▶ _PROBLEM TO SOLVE_
Reproduce the records below word for word, from their very beginning through the line containing "MULTIPOLYGON (((393 219, 442", including that line. Omit the pictures.

<<<<

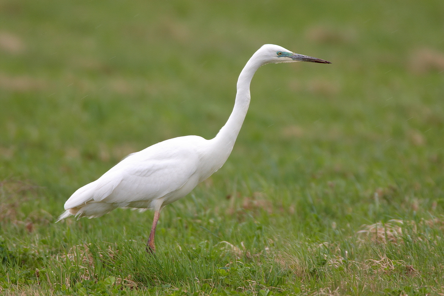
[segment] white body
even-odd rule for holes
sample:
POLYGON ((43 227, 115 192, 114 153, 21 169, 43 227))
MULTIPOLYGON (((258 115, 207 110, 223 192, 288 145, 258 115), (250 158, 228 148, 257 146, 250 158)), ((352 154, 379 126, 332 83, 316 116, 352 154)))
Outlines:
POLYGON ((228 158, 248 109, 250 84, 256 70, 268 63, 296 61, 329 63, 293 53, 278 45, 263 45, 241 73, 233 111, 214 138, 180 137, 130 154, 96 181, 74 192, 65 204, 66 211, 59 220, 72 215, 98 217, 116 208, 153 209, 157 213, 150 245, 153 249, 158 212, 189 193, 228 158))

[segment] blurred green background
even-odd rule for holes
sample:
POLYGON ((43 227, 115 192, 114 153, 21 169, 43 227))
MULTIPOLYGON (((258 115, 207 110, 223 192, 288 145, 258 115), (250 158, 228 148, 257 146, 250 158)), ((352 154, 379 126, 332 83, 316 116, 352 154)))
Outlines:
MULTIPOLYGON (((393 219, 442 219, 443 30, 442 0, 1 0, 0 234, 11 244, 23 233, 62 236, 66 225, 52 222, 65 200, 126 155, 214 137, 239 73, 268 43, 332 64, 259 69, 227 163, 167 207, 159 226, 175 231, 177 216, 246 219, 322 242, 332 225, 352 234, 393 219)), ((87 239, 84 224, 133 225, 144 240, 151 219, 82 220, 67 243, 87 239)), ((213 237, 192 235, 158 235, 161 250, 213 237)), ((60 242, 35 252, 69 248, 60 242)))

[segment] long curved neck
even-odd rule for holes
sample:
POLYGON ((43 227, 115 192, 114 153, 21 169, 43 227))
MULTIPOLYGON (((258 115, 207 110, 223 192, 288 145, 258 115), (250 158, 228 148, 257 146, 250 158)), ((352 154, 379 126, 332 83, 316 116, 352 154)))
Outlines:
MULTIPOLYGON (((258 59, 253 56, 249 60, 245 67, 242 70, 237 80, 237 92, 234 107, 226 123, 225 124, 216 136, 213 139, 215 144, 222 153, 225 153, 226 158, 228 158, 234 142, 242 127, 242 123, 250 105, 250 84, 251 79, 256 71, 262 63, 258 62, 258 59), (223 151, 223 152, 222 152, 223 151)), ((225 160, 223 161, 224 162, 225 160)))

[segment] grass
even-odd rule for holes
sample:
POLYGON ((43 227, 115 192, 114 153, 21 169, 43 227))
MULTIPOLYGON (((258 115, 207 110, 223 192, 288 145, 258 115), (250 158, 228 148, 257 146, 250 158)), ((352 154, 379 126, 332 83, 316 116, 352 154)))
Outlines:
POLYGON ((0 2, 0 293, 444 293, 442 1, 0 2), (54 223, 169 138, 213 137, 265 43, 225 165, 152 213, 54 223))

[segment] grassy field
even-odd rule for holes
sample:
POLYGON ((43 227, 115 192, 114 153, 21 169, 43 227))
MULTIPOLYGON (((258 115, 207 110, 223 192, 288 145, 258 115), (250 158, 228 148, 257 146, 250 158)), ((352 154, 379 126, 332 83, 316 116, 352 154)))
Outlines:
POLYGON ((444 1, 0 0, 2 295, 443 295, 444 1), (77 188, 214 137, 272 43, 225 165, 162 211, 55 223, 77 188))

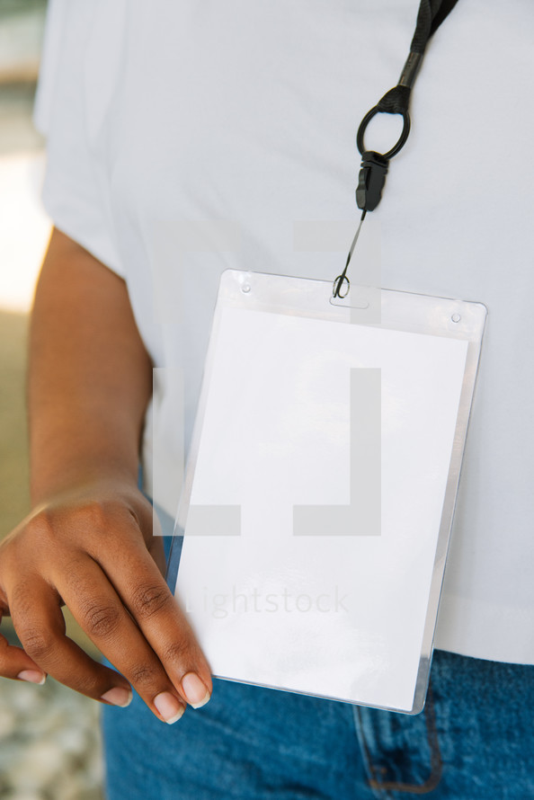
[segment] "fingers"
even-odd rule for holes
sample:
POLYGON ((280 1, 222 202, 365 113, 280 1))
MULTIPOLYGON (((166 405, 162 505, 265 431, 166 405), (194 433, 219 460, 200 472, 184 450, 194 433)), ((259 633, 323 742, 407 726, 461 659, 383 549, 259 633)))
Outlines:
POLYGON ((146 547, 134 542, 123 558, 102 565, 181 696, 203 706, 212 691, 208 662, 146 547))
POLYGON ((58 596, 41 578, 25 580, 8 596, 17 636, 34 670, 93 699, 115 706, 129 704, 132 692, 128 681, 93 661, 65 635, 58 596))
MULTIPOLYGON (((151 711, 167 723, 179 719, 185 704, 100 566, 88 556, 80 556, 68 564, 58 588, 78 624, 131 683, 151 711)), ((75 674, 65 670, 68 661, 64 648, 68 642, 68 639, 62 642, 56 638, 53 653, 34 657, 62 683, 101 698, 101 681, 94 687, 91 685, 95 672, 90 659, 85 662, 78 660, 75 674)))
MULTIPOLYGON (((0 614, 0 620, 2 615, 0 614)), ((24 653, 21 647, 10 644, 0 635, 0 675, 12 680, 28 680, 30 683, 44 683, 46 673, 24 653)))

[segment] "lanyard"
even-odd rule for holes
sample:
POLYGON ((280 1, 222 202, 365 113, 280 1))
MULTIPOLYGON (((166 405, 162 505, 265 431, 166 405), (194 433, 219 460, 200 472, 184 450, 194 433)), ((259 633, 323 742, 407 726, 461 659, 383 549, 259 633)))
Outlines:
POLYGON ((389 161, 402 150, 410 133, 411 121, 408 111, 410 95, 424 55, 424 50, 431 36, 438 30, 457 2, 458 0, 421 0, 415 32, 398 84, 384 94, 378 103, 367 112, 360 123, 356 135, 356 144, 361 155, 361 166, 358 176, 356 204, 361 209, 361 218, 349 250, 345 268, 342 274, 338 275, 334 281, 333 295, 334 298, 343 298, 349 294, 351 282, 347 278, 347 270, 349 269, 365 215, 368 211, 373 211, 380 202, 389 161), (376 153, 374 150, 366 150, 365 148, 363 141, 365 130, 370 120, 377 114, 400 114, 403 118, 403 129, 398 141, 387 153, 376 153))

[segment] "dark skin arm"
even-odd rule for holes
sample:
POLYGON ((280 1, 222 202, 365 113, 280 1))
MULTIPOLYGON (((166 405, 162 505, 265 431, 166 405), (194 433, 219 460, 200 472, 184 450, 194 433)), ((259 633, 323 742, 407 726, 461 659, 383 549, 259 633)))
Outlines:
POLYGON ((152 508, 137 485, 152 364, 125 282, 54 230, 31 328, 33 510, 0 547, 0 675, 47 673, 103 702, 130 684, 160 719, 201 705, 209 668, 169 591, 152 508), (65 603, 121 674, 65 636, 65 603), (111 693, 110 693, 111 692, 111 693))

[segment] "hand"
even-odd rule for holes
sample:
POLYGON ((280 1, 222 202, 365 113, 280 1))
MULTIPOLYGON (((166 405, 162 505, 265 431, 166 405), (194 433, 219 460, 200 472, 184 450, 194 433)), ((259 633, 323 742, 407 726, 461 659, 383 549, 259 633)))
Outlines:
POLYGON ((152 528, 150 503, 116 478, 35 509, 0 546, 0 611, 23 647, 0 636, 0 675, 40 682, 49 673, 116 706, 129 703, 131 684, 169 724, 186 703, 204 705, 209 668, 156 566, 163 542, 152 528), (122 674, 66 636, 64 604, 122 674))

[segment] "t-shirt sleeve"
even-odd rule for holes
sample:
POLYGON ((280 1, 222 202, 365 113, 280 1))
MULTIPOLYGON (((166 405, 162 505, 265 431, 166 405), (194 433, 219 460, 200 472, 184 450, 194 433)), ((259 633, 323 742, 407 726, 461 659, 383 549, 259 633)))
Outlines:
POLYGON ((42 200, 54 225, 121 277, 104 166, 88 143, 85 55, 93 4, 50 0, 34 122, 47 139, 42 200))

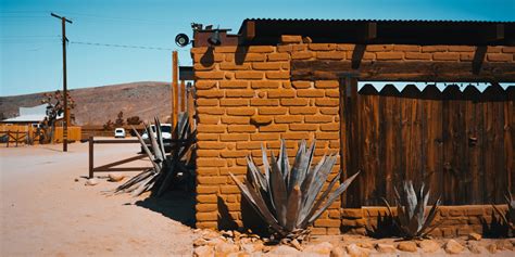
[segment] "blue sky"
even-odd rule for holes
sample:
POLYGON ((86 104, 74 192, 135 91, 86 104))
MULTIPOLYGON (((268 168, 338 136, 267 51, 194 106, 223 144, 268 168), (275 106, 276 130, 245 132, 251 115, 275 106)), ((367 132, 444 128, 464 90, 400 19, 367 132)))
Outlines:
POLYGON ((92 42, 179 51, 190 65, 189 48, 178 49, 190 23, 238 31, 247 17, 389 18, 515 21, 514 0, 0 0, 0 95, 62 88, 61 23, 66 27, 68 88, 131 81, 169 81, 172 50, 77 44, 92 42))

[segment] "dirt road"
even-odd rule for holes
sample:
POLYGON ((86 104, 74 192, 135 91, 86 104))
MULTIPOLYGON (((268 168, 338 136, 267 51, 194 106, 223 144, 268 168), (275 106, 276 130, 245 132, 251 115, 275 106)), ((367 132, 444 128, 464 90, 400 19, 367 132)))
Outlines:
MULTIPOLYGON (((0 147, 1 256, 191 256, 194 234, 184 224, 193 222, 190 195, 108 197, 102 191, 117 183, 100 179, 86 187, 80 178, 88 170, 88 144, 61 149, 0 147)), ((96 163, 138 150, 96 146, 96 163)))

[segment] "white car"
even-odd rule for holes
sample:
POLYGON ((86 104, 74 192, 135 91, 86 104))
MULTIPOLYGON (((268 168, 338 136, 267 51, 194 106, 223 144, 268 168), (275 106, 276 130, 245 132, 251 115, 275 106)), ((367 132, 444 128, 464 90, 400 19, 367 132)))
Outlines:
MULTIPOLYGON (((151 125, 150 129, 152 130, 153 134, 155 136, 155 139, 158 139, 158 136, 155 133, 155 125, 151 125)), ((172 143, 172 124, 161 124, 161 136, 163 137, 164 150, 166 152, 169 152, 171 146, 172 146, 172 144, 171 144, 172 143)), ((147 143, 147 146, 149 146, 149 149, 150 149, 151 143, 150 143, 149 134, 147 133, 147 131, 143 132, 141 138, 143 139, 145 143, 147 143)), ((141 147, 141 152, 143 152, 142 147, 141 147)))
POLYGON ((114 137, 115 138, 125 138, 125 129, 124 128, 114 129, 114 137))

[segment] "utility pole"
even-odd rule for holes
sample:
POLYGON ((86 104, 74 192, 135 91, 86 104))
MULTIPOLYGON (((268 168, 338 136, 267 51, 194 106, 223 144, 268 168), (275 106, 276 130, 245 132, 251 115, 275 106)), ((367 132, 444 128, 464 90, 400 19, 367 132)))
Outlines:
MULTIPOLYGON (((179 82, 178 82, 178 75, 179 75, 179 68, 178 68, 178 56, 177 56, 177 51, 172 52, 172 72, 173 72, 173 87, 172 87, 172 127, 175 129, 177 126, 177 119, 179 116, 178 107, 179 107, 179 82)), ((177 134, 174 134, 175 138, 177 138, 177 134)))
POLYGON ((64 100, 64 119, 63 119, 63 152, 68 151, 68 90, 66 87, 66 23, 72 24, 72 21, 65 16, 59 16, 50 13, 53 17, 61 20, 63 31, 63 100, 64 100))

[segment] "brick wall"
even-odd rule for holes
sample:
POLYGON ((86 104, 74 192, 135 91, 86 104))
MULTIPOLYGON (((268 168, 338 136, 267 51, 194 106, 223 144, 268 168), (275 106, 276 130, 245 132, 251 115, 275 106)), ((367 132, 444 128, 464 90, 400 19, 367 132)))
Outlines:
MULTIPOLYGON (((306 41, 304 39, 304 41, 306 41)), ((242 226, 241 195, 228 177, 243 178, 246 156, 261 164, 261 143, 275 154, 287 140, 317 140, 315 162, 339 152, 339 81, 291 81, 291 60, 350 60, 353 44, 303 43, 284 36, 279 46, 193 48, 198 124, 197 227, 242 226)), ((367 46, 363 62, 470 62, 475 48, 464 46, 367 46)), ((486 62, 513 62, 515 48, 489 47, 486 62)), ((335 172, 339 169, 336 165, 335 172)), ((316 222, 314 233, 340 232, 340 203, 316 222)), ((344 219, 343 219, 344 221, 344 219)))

>>>>

▶ _RESPONSE_
[segment] white body
even-odd rule for holes
sample:
POLYGON ((43 227, 115 192, 114 153, 21 169, 43 227))
MULTIPOLYGON (((258 115, 207 110, 223 192, 288 145, 258 115), (250 158, 228 148, 257 146, 250 158)), ((352 154, 379 126, 332 83, 316 116, 352 154)))
Outlines:
POLYGON ((228 158, 248 109, 250 84, 256 70, 268 63, 296 61, 329 63, 293 53, 278 45, 263 45, 241 73, 233 111, 214 138, 180 137, 130 154, 96 181, 74 192, 65 204, 66 211, 59 220, 72 215, 98 217, 116 208, 153 209, 157 213, 150 245, 153 249, 158 212, 189 193, 228 158))

[segment] blurred green background
even-odd rule for holes
sample:
POLYGON ((43 227, 115 192, 114 153, 21 169, 43 227))
MULTIPOLYGON (((258 115, 207 110, 223 192, 288 145, 258 115), (250 158, 228 148, 257 146, 250 158)), ((352 154, 379 126, 332 83, 316 116, 352 154)))
Outlines:
MULTIPOLYGON (((393 219, 442 219, 443 30, 442 0, 1 0, 0 234, 11 244, 23 233, 62 236, 66 225, 52 222, 65 200, 126 155, 214 137, 239 73, 268 43, 332 64, 259 69, 227 163, 167 207, 159 226, 175 231, 177 216, 246 219, 322 242, 332 225, 352 234, 393 219)), ((87 239, 84 224, 133 225, 144 240, 151 219, 82 220, 67 243, 87 239)), ((213 237, 192 235, 158 235, 161 250, 213 237)), ((60 242, 35 252, 69 248, 60 242)))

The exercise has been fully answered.